Objective =>
In the listing below, take the lines from the one with "Where is the white door in the picture below?" to the one with "xmin=502 ymin=321 xmax=521 ymax=365" and write them out again with "white door" switched to "red door", changing nothing else. Leave the pictures out of your answer.
::::
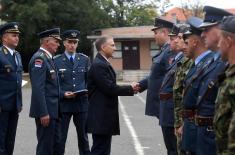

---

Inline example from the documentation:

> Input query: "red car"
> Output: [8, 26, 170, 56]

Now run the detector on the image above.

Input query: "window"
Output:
[150, 41, 160, 57]
[113, 42, 122, 58]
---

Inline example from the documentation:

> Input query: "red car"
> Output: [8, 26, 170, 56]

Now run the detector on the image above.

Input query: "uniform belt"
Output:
[195, 115, 213, 126]
[159, 93, 173, 101]
[181, 109, 197, 119]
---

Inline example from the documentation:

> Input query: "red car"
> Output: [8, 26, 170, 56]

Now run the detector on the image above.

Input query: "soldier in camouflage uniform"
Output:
[214, 16, 235, 155]
[173, 24, 192, 155]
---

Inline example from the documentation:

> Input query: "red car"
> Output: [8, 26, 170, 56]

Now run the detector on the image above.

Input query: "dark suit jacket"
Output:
[87, 53, 134, 135]
[29, 49, 59, 119]
[0, 46, 23, 111]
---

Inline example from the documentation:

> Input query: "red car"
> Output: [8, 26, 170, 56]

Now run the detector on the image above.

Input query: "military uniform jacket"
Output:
[197, 55, 226, 117]
[87, 53, 134, 135]
[214, 65, 235, 155]
[0, 46, 23, 111]
[173, 57, 193, 128]
[29, 49, 59, 119]
[139, 43, 175, 117]
[54, 53, 90, 112]
[183, 52, 214, 109]
[159, 53, 183, 127]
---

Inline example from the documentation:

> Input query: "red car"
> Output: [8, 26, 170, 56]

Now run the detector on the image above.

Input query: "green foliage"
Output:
[0, 0, 157, 69]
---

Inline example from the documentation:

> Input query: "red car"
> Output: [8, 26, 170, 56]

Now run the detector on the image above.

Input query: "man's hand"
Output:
[40, 115, 50, 127]
[64, 91, 76, 98]
[131, 82, 140, 94]
[175, 125, 183, 139]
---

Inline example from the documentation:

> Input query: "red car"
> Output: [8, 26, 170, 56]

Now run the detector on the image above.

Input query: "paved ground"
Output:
[14, 84, 166, 155]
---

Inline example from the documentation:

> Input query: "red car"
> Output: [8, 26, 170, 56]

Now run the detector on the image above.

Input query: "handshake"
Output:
[131, 82, 141, 94]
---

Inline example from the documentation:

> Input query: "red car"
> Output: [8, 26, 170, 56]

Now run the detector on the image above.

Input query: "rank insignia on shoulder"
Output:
[4, 65, 11, 73]
[34, 59, 43, 68]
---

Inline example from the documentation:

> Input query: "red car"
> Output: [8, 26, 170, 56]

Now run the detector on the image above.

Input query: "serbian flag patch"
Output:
[34, 59, 43, 68]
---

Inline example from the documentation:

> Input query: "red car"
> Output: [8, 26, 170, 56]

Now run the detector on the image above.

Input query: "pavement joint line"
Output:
[119, 97, 144, 155]
[135, 94, 145, 104]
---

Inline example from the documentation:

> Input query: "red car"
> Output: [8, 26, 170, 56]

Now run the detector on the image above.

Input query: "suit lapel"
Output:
[97, 53, 116, 80]
[62, 53, 73, 68]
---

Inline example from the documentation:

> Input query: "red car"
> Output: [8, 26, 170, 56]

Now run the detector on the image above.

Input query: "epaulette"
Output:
[176, 61, 182, 67]
[53, 54, 61, 59]
[217, 72, 226, 84]
[78, 53, 89, 58]
[2, 46, 8, 54]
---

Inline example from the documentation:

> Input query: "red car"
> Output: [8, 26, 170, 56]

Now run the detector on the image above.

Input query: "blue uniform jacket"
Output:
[139, 43, 175, 117]
[29, 49, 59, 119]
[0, 46, 23, 111]
[159, 54, 183, 127]
[55, 53, 90, 112]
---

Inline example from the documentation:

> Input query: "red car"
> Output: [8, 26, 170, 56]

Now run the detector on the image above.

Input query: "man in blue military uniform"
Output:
[0, 22, 23, 155]
[139, 18, 175, 155]
[195, 6, 231, 155]
[159, 25, 187, 155]
[29, 28, 61, 155]
[55, 30, 90, 155]
[139, 18, 174, 118]
[182, 17, 213, 155]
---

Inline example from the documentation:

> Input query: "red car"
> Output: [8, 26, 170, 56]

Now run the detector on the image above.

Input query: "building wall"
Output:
[110, 58, 123, 71]
[110, 39, 152, 71]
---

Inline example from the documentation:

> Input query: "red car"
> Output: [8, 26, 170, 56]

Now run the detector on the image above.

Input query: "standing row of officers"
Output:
[135, 6, 235, 155]
[0, 3, 235, 155]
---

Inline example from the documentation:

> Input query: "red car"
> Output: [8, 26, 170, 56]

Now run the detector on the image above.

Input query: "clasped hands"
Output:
[131, 82, 140, 94]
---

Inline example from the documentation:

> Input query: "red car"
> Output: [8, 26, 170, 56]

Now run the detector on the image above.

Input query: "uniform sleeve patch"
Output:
[34, 59, 43, 68]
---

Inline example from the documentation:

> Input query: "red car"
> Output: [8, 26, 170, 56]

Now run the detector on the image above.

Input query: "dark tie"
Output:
[12, 51, 18, 66]
[69, 56, 73, 65]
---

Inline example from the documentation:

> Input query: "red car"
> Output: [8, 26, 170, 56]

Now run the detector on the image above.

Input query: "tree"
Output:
[181, 0, 204, 18]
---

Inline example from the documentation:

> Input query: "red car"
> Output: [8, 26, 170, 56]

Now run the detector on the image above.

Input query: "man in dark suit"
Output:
[139, 18, 175, 118]
[29, 28, 61, 155]
[87, 36, 139, 155]
[0, 22, 23, 155]
[54, 30, 90, 155]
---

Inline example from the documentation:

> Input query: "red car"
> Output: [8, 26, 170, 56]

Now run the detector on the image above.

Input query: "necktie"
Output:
[187, 63, 197, 78]
[69, 56, 73, 65]
[12, 51, 18, 66]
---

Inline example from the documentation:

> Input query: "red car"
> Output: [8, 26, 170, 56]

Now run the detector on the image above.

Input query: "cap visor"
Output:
[199, 22, 218, 28]
[53, 37, 62, 40]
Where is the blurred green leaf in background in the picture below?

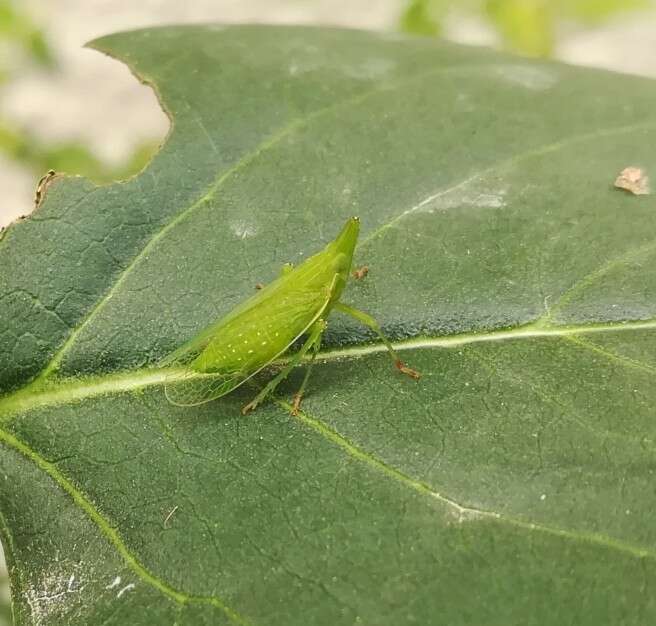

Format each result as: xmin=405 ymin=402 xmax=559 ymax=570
xmin=400 ymin=0 xmax=652 ymax=57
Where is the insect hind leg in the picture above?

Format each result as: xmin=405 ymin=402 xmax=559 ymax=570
xmin=334 ymin=302 xmax=421 ymax=380
xmin=241 ymin=319 xmax=326 ymax=415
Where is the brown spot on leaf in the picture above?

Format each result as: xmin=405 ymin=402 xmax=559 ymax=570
xmin=615 ymin=165 xmax=650 ymax=196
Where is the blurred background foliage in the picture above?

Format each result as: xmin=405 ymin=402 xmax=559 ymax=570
xmin=0 ymin=0 xmax=656 ymax=626
xmin=400 ymin=0 xmax=651 ymax=57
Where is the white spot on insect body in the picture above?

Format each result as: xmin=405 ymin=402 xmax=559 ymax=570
xmin=116 ymin=583 xmax=134 ymax=599
xmin=494 ymin=64 xmax=558 ymax=91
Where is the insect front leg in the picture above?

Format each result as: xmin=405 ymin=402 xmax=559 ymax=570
xmin=241 ymin=319 xmax=326 ymax=415
xmin=334 ymin=302 xmax=421 ymax=380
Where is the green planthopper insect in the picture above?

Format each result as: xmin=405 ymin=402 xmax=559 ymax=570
xmin=160 ymin=217 xmax=419 ymax=414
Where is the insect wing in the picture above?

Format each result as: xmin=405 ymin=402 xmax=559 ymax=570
xmin=164 ymin=275 xmax=337 ymax=406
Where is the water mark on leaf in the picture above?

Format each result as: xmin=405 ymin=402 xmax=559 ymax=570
xmin=615 ymin=165 xmax=651 ymax=196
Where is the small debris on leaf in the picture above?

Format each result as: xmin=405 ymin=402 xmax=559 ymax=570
xmin=615 ymin=165 xmax=650 ymax=196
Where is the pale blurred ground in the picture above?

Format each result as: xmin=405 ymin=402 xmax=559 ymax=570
xmin=0 ymin=0 xmax=656 ymax=226
xmin=0 ymin=0 xmax=656 ymax=620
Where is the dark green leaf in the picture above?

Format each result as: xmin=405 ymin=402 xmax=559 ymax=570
xmin=0 ymin=26 xmax=656 ymax=626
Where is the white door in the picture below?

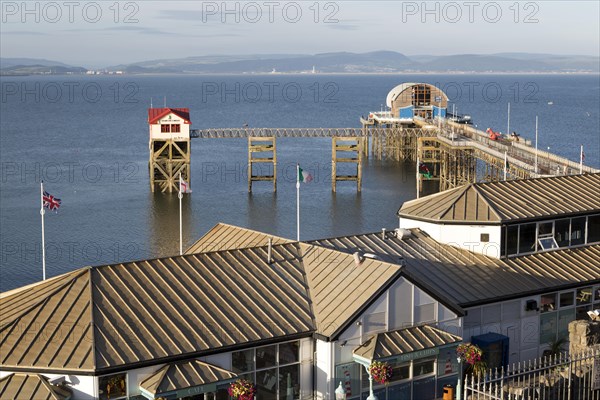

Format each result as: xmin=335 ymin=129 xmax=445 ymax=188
xmin=502 ymin=321 xmax=521 ymax=365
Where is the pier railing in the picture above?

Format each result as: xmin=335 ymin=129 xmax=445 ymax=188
xmin=462 ymin=348 xmax=600 ymax=400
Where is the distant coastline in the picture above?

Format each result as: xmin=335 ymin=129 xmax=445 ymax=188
xmin=0 ymin=51 xmax=600 ymax=76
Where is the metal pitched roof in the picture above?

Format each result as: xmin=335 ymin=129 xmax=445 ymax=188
xmin=185 ymin=223 xmax=293 ymax=254
xmin=353 ymin=325 xmax=462 ymax=361
xmin=0 ymin=268 xmax=94 ymax=371
xmin=140 ymin=360 xmax=237 ymax=397
xmin=0 ymin=244 xmax=314 ymax=372
xmin=398 ymin=174 xmax=600 ymax=224
xmin=385 ymin=82 xmax=448 ymax=107
xmin=0 ymin=374 xmax=71 ymax=400
xmin=311 ymin=229 xmax=600 ymax=307
xmin=300 ymin=243 xmax=401 ymax=337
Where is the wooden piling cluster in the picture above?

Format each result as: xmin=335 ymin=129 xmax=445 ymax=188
xmin=331 ymin=136 xmax=364 ymax=192
xmin=248 ymin=136 xmax=277 ymax=193
xmin=149 ymin=138 xmax=191 ymax=193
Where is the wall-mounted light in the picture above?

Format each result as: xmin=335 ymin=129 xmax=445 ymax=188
xmin=335 ymin=382 xmax=346 ymax=400
xmin=525 ymin=300 xmax=539 ymax=311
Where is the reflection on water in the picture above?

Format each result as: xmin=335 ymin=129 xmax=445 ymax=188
xmin=147 ymin=193 xmax=194 ymax=256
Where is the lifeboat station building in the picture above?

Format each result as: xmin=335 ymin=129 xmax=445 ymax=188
xmin=363 ymin=83 xmax=448 ymax=127
xmin=0 ymin=174 xmax=600 ymax=400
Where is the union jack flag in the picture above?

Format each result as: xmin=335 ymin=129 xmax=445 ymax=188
xmin=179 ymin=178 xmax=192 ymax=193
xmin=43 ymin=190 xmax=61 ymax=212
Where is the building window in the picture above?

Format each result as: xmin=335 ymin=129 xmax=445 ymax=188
xmin=231 ymin=349 xmax=255 ymax=374
xmin=231 ymin=340 xmax=300 ymax=400
xmin=554 ymin=218 xmax=571 ymax=247
xmin=560 ymin=292 xmax=575 ymax=308
xmin=519 ymin=223 xmax=536 ymax=253
xmin=571 ymin=217 xmax=585 ymax=246
xmin=558 ymin=308 xmax=575 ymax=339
xmin=576 ymin=286 xmax=592 ymax=306
xmin=506 ymin=225 xmax=519 ymax=256
xmin=541 ymin=293 xmax=556 ymax=313
xmin=587 ymin=214 xmax=600 ymax=243
xmin=540 ymin=312 xmax=558 ymax=344
xmin=98 ymin=374 xmax=127 ymax=400
xmin=415 ymin=303 xmax=435 ymax=324
xmin=413 ymin=360 xmax=435 ymax=378
xmin=502 ymin=214 xmax=600 ymax=257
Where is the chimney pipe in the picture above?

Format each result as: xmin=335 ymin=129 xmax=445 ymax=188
xmin=352 ymin=251 xmax=365 ymax=267
xmin=267 ymin=238 xmax=273 ymax=264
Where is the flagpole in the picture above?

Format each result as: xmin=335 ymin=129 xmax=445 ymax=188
xmin=416 ymin=154 xmax=419 ymax=199
xmin=40 ymin=181 xmax=46 ymax=281
xmin=504 ymin=101 xmax=510 ymax=138
xmin=504 ymin=150 xmax=510 ymax=180
xmin=177 ymin=171 xmax=183 ymax=255
xmin=533 ymin=115 xmax=538 ymax=175
xmin=296 ymin=164 xmax=300 ymax=241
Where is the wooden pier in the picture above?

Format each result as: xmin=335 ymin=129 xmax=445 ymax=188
xmin=190 ymin=124 xmax=600 ymax=192
xmin=331 ymin=136 xmax=364 ymax=192
xmin=248 ymin=136 xmax=277 ymax=192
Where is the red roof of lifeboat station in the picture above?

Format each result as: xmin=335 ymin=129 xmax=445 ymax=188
xmin=148 ymin=107 xmax=191 ymax=125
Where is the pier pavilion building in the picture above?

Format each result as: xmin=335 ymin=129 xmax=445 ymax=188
xmin=368 ymin=82 xmax=448 ymax=127
xmin=0 ymin=174 xmax=600 ymax=400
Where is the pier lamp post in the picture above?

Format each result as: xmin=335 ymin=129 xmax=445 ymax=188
xmin=365 ymin=365 xmax=377 ymax=400
xmin=352 ymin=354 xmax=378 ymax=400
xmin=456 ymin=357 xmax=462 ymax=400
xmin=335 ymin=382 xmax=346 ymax=400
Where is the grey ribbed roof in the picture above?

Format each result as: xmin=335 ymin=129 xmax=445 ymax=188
xmin=354 ymin=325 xmax=462 ymax=361
xmin=312 ymin=229 xmax=600 ymax=307
xmin=0 ymin=374 xmax=71 ymax=400
xmin=185 ymin=223 xmax=293 ymax=254
xmin=398 ymin=174 xmax=600 ymax=223
xmin=0 ymin=244 xmax=315 ymax=371
xmin=140 ymin=360 xmax=237 ymax=397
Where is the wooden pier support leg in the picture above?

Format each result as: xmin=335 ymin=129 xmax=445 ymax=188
xmin=331 ymin=136 xmax=337 ymax=193
xmin=248 ymin=136 xmax=277 ymax=193
xmin=356 ymin=136 xmax=366 ymax=193
xmin=331 ymin=136 xmax=363 ymax=193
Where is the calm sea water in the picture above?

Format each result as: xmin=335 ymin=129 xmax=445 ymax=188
xmin=0 ymin=75 xmax=600 ymax=291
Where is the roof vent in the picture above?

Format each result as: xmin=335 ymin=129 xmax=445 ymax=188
xmin=48 ymin=375 xmax=67 ymax=385
xmin=267 ymin=238 xmax=273 ymax=264
xmin=395 ymin=228 xmax=412 ymax=240
xmin=352 ymin=251 xmax=365 ymax=267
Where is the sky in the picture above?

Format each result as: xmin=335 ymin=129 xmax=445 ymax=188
xmin=0 ymin=0 xmax=600 ymax=68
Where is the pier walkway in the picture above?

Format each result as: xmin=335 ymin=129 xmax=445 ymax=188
xmin=190 ymin=123 xmax=600 ymax=190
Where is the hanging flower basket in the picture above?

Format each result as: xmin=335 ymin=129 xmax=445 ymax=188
xmin=456 ymin=343 xmax=483 ymax=365
xmin=227 ymin=379 xmax=256 ymax=400
xmin=369 ymin=361 xmax=392 ymax=385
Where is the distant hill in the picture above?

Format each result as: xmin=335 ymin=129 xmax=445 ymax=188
::::
The solution =>
Where is the red door in the picture below?


Format each result as: xmin=335 ymin=129 xmax=445 ymax=188
xmin=502 ymin=321 xmax=521 ymax=365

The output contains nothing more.